## Extracted records:
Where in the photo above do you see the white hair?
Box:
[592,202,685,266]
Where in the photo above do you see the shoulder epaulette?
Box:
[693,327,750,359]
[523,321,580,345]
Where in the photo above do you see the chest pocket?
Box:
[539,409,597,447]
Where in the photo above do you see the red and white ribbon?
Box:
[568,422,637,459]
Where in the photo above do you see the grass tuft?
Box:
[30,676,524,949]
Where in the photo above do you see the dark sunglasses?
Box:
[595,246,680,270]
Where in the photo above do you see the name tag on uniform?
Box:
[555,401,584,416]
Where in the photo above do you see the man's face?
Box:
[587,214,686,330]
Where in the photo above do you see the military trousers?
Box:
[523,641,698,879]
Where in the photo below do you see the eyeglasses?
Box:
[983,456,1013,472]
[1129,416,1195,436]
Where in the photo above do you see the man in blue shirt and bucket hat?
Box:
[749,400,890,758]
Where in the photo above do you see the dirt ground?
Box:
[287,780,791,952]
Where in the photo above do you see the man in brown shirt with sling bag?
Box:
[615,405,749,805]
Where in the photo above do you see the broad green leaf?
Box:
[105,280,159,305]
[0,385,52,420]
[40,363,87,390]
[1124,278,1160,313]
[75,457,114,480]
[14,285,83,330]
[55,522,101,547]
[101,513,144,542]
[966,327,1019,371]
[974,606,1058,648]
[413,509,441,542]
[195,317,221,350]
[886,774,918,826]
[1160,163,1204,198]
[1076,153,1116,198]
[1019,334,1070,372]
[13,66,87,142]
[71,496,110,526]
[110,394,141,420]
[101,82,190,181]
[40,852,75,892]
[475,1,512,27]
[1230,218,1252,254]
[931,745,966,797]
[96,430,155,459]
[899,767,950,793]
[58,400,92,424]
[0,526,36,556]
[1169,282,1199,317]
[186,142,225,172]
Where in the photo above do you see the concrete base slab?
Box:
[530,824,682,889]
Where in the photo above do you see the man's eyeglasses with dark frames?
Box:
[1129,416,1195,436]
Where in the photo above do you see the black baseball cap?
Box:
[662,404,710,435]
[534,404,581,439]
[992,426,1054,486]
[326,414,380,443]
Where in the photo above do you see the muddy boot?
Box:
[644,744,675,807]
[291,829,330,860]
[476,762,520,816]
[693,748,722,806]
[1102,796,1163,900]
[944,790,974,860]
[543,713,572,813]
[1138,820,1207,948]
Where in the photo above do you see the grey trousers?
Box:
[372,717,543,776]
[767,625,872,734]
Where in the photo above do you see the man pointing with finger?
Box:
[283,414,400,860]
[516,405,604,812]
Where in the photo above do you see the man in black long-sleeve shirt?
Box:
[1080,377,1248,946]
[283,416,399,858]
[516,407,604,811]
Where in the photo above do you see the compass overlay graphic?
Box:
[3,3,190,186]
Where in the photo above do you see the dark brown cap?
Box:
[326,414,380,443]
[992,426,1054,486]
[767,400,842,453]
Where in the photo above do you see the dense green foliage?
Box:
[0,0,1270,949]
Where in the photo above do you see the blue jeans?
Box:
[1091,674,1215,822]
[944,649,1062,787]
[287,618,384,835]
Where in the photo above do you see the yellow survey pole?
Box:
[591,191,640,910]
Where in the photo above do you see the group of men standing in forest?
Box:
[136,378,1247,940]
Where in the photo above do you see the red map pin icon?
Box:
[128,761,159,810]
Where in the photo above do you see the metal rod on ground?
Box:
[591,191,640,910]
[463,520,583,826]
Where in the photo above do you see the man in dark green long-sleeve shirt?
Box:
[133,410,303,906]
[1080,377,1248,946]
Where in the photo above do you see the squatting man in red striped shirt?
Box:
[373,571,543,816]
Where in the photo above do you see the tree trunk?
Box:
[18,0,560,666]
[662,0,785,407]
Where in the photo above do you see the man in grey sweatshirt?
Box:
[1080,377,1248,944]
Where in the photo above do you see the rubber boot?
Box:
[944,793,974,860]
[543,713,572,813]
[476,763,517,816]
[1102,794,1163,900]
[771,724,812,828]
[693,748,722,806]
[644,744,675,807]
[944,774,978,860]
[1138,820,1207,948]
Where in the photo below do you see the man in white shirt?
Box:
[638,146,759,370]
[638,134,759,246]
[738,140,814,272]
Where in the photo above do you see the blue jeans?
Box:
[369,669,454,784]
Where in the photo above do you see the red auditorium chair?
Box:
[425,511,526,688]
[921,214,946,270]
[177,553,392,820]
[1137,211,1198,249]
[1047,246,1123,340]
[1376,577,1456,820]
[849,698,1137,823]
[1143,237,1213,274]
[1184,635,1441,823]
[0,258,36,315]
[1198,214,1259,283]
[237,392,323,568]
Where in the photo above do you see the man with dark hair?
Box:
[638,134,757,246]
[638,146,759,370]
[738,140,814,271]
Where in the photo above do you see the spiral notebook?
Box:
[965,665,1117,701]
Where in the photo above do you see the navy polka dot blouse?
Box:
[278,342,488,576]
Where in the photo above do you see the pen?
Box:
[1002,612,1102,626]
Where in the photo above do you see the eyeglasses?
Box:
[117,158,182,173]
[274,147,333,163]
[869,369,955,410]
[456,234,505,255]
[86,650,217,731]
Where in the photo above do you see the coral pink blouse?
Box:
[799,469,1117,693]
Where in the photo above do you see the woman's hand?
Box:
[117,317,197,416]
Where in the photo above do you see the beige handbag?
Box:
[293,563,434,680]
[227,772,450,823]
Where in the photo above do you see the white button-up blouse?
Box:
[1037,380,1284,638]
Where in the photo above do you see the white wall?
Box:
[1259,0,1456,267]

## AIM:
Arrange the records above as a two-column CSV with the header request,box and one row per request. Put its request text and its answer each in a single quoted field, with any line breaks in the answer replaced by spaces.

## COMPLETE OUTPUT:
request,box
"Where in the photo above do you see the white hair? Box:","[592,202,685,266]"
"Where in the photo above do you see the shoulder epaulette? Box:","[693,327,750,359] [523,321,580,345]"
"Where in the photo above do you see the chest pocket? Box:","[539,409,597,447]"
"Where in the photo above do you see the red and white ribbon? Box:","[568,422,637,459]"
"Where in the photo above do you see the grass tuft? Box:","[30,676,524,949]"
"Where in the photo above do you see the dark sunglasses? Box:","[595,246,680,270]"
"Where in the photo above do you see the name tag on uniform? Box:","[555,401,584,416]"
"Where in the photo above do you see the man's face? Box:","[587,214,686,330]"
"Where in the photo above do you see the military trousers? Box:","[523,641,698,879]"
"Where in the photo below do you see the eyeglasses? Box:","[983,456,1013,472] [1129,416,1195,436]"
"Where in the photo above do you see the man in blue shirt and bucket hat? Box:","[749,400,890,758]"
"Where in the photo above do you see the dirt ground? Box:","[287,780,791,952]"
"Where in the photo above do you see the man in brown shirt with sling bag? Box:","[615,405,749,805]"
"Where in the photo above do you see the broad green leaf? Box:","[105,280,159,305] [0,385,52,420] [40,363,87,390] [1124,278,1160,313] [75,457,114,480] [14,285,83,330] [55,522,101,547] [101,513,144,542] [966,327,1019,371] [974,606,1058,648] [413,509,441,542] [195,317,221,350] [886,774,918,826] [1160,163,1204,198] [1076,153,1116,198] [1019,334,1070,372] [13,66,87,142] [71,496,110,526] [110,394,141,420] [101,82,190,181] [40,852,75,892] [475,1,512,27] [1230,218,1252,254] [931,745,966,797] [96,430,155,459] [899,767,950,793] [58,400,92,424] [0,526,36,556] [1169,282,1199,317] [186,142,225,172]"
"Where in the photo above do you see the concrete base slab? Box:","[530,824,682,889]"
"Where in the photo above do you see the man's eyeglasses with dark frames? Box:","[1129,416,1195,436]"
"Where in the photo above do you see the black baseball cap? Box:","[662,404,710,435] [534,404,581,439] [992,426,1054,486] [326,414,380,443]"
"Where in the photo above do you see the muddy boot? Box:","[644,744,675,807] [291,829,330,860] [476,762,520,816] [693,748,722,806] [1102,796,1163,900] [944,790,974,860] [543,713,572,813] [1138,820,1207,948]"
"Where in the photo above do you see the grey trousers? Box:","[372,717,543,776] [767,625,872,734]"
"Where in the photo above do you see the man pointing with finger? Box:","[283,414,400,860] [516,405,604,812]"
"Where in the photo above do you see the man in black long-sleeve shirt? Box:","[1080,377,1248,946] [283,416,399,858] [516,407,604,811]"
"Where in the photo above do you see the compass overlay graphic? Box:","[3,3,190,186]"
"Where in the photo above do you see the dark brown cap? Box:","[326,414,380,443] [992,426,1054,486] [767,400,842,453]"
"Where in the photo above do you see the dense green foliage? Box:","[0,0,1270,949]"
"Where in the photo above do you see the blue jeans? Box:","[1091,674,1215,822] [944,649,1062,787] [287,618,384,835]"
"Where in the photo above do you see the yellow survey pole? Box:","[591,191,640,910]"
"Where in the photo above do you see the group of men standing in forest? Box:","[136,378,1247,940]"
"Where in the photo above do you see the red map pin icon? Box:","[128,761,159,810]"
"Where in the photo above do you see the metal rod on ground? Box:","[591,191,640,910] [463,520,583,826]"
"Where in the photo above do you see the man in dark green long-sleeve shirt? Box:","[133,410,303,906] [1080,377,1248,946]"
"Where in the photo above do you see the squatting man in red striped shirt? Box:","[373,571,543,816]"
"Where in the photo above do you see the tree trunk? Box:","[18,0,560,666] [662,0,785,407]"
"Where in the photo above do you see the man in grey sweatshirt? Box:","[1080,377,1248,944]"
"Where in the photo above do you see the rubber boot? Box:","[944,793,974,860] [543,713,572,813] [476,763,517,816] [1102,794,1163,900] [771,724,812,828] [693,748,722,806] [644,744,675,807] [944,774,978,860] [1138,820,1207,948]"
"Where in the photo below do you see the man in white shirt? Box:","[638,146,759,370] [638,134,759,246] [738,140,814,272]"
"Where in the photo above do you see the blue jeans? Box:","[369,669,454,784]"
"Where in the photo above do you see the red auditorium chair? Box:","[425,511,526,688] [921,214,946,270] [177,553,392,820] [1137,211,1198,249] [1047,246,1123,340] [1376,577,1456,820] [849,698,1137,823] [1143,237,1213,274] [1184,635,1441,823] [0,258,36,315] [1198,214,1259,283] [237,392,323,568]"
"Where in the photo above do you see the man with dark hair? Box:","[638,134,757,246] [638,146,759,370] [738,140,814,271]"
"Where in the photo above do you see the spiral notebook? Box:","[965,665,1117,701]"
"Where in the photo above do you see the navy polka dot blouse? Box:","[278,342,488,576]"
"Where in the photo above do you see the pen? Box:","[1002,612,1102,626]"
"Where in the photo above do you see the eyeglasses? Box:","[117,158,182,173] [274,147,333,163] [869,369,955,410] [456,234,505,255] [86,650,217,731]"
"Where in the photo above do you see the coral pink blouse? Box:","[799,469,1117,693]"
"Where in the photo above do you see the woman's hand? Box:","[117,317,197,416]"
"Where in the photo above do you see the beige handbag? Box:","[293,563,434,680] [227,772,450,823]"
"Where in the photo above do you see the white button-up blouse? Box:","[1037,380,1284,638]"
"Where in the photo above do you see the white wall? Box:","[1259,0,1456,267]"